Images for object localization

-- Opening Marker --

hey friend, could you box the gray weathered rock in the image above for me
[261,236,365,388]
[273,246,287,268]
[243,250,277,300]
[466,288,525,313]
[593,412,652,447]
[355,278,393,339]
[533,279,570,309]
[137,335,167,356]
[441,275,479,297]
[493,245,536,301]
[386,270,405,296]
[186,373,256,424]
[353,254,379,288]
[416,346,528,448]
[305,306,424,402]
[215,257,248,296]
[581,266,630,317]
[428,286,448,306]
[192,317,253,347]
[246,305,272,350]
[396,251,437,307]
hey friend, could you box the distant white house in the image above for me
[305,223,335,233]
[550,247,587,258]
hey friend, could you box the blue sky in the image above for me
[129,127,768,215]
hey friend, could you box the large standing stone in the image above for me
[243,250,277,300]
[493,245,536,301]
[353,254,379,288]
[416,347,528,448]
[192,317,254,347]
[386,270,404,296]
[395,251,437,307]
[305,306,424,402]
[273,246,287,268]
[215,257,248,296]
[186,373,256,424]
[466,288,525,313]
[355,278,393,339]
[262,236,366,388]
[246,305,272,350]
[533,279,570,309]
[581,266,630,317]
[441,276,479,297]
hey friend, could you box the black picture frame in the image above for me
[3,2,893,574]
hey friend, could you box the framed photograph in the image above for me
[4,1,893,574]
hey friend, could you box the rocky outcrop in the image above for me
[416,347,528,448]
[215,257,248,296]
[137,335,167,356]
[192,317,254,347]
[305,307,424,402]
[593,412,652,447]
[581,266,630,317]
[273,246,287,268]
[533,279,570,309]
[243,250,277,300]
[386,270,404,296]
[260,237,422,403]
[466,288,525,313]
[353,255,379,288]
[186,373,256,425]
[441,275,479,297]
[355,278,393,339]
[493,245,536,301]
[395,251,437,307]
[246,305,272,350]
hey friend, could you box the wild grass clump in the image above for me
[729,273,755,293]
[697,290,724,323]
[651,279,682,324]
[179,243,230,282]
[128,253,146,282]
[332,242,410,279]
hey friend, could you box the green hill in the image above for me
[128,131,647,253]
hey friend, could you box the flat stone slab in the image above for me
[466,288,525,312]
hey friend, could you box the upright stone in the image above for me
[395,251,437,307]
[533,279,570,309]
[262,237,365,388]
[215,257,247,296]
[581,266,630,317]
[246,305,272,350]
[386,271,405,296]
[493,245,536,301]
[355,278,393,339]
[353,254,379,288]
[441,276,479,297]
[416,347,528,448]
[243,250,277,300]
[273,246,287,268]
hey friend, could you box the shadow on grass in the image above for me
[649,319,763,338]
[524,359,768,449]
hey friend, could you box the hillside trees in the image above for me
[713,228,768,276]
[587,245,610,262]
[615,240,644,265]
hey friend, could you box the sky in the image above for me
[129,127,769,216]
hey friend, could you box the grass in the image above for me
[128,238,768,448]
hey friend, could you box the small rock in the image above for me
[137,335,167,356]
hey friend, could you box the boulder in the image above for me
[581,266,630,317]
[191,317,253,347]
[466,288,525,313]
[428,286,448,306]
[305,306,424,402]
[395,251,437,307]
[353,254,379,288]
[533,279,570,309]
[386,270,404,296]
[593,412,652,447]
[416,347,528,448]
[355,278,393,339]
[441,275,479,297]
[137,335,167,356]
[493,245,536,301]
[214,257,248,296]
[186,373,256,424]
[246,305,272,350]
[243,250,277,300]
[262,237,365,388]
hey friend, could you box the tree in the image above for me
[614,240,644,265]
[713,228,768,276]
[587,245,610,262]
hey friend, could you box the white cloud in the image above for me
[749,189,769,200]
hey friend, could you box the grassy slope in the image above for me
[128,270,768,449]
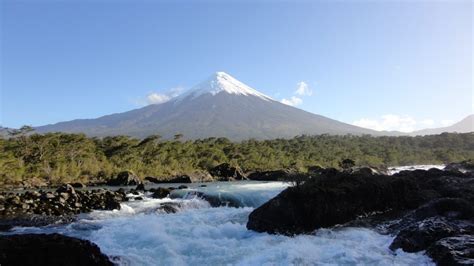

-- Closing Marker --

How to complete this task
Retype all the data exactly. Omit pictures.

Completed exercise
hey friend, could you box the gray weathered rock in the image above for me
[261,236,365,388]
[273,246,287,268]
[243,250,277,300]
[466,288,525,313]
[593,412,652,447]
[355,278,393,339]
[533,279,570,309]
[137,335,167,356]
[441,275,479,297]
[493,245,536,301]
[386,270,405,296]
[186,373,256,424]
[353,254,379,288]
[416,346,528,448]
[305,306,424,402]
[215,257,248,296]
[581,266,630,317]
[428,286,448,306]
[192,317,253,347]
[246,305,272,350]
[396,251,437,307]
hey friend, could you box the distant white house in the image above for me
[305,223,335,233]
[550,247,587,258]
hey friend, could you box the blue sky in the image above for me
[129,127,768,215]
hey friend, could you box the large standing stone in the image above for me
[243,250,277,300]
[493,245,536,301]
[353,254,379,288]
[416,347,528,448]
[192,317,254,347]
[386,270,404,296]
[395,251,437,307]
[305,306,424,402]
[273,246,287,268]
[215,257,248,296]
[186,373,256,424]
[466,288,525,313]
[355,278,393,339]
[262,236,366,388]
[246,305,272,350]
[533,279,570,309]
[581,266,630,317]
[441,276,479,297]
hey friend, could you box the black picture frame in the image above for me
[3,2,893,574]
hey friend, could you box the framed photograph in the image above for me
[4,1,893,574]
hey friend, could you box the rocky outcrop in the image above for me
[416,347,528,448]
[215,257,248,296]
[137,335,167,356]
[192,317,254,347]
[305,307,424,402]
[593,412,652,447]
[581,266,630,317]
[273,246,287,268]
[533,279,570,309]
[243,250,277,300]
[386,270,404,296]
[260,237,422,403]
[466,288,525,313]
[353,255,379,288]
[186,373,256,425]
[441,275,479,297]
[355,278,393,339]
[493,245,536,301]
[395,251,437,307]
[246,305,272,350]
hey friend, could you box the wild grass clump in the image above for me
[729,273,755,293]
[697,290,724,323]
[651,279,682,324]
[179,243,230,282]
[128,253,146,282]
[332,242,410,279]
hey friend, could you box the green hill in the image above for me
[128,131,647,253]
hey friend, could you box the flat stone slab in the image above for me
[466,288,525,312]
hey friend, could you box the upright stone in the image above for me
[395,251,437,307]
[533,279,570,309]
[262,237,365,388]
[215,257,247,296]
[581,266,630,317]
[246,305,272,350]
[386,271,405,296]
[493,245,536,301]
[355,278,393,339]
[353,254,379,288]
[441,276,479,297]
[416,347,528,448]
[243,250,277,300]
[273,246,287,268]
hey friend, could you box the shadow on grass in the image above for me
[649,319,763,338]
[524,359,768,449]
hey friend, could you box the hillside trees in the image above for me
[713,228,768,276]
[587,245,610,262]
[615,240,644,265]
hey friend, could you box the sky in the image above for me
[129,127,769,216]
hey friend, could you box the grass in the image above for me
[128,238,768,448]
hey friend, could you box the small rock in the image above for me
[137,335,167,356]
hey friend, could you box the boulder in the image above for me
[581,266,630,317]
[191,317,253,347]
[466,288,525,313]
[428,286,448,306]
[305,306,424,402]
[395,251,437,307]
[353,254,379,288]
[533,279,570,309]
[386,270,404,296]
[593,412,652,447]
[416,347,528,448]
[355,278,393,339]
[441,275,479,297]
[137,335,167,356]
[493,245,536,301]
[214,257,248,296]
[186,373,256,424]
[246,305,272,350]
[243,250,277,300]
[262,237,365,388]
hey friend, could you box the tree in the image above for me
[614,240,644,265]
[713,228,768,276]
[587,245,610,262]
hey friend, could you box the white cloud in the image above for me
[749,189,769,200]
hey friend, could you box the grassy slope in the image above for me
[128,270,768,449]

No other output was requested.